(Entries for pointing and labeling)

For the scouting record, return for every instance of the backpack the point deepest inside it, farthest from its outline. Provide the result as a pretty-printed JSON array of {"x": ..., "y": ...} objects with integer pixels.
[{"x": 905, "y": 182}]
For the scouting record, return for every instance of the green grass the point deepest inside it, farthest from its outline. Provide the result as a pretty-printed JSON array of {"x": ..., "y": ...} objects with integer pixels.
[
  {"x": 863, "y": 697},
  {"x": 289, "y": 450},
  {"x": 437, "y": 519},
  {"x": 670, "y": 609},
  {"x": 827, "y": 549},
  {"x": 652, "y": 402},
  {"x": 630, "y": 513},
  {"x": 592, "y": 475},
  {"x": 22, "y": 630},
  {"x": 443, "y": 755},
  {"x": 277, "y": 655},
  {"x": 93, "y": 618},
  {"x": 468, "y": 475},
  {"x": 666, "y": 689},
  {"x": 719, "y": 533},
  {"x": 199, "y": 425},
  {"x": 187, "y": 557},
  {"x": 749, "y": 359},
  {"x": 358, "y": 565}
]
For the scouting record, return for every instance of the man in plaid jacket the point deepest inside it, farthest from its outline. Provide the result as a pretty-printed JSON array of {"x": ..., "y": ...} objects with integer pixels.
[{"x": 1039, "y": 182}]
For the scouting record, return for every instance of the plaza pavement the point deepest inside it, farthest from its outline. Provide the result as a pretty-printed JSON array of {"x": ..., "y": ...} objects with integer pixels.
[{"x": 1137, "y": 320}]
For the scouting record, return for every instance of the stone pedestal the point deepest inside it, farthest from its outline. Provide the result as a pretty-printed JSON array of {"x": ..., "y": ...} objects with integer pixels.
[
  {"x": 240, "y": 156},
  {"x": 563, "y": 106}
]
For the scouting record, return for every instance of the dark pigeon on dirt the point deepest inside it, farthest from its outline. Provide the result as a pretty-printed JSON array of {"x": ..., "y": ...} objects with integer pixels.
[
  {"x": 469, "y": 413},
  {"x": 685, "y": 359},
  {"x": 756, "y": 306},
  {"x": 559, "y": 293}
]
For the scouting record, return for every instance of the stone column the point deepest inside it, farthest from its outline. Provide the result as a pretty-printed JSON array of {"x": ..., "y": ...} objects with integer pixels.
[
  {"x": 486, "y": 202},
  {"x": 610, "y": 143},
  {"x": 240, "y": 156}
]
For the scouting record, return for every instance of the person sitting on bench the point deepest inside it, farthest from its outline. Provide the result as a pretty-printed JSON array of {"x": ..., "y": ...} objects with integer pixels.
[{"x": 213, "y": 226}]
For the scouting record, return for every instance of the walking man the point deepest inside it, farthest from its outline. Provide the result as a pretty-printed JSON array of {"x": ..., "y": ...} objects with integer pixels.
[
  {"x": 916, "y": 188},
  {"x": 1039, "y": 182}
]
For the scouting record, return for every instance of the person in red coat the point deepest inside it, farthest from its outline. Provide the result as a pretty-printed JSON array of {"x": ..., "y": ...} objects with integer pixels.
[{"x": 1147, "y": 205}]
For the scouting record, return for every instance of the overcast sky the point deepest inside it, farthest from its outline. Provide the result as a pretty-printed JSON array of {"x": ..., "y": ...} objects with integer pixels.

▸ **Your task**:
Reproduce the items word for word, from the line with "of the walking" up to and including the last line of the items.

▸ **Solution to the exercise**:
For the scouting record, return for every instance of the walking man the point deepest inside it, farthest from its outline. Provide the result as a pretty-printed JSON array of {"x": ..., "y": ...} objects with integer pixels.
[
  {"x": 916, "y": 188},
  {"x": 1039, "y": 182}
]
For the scouting record, return for every instance of the person in red coat the point deepest inside it, farthest from its outline. Provide the result as a pretty-printed JSON array of {"x": ..., "y": ...} objects with integer pixels.
[{"x": 1147, "y": 205}]
For the scouting record, return for every instance of the overcast sky the point deepest inside it, farthest from its outline. Provide the result as a pretty-printed JSON array of {"x": ..., "y": ...} objects with integer pixels.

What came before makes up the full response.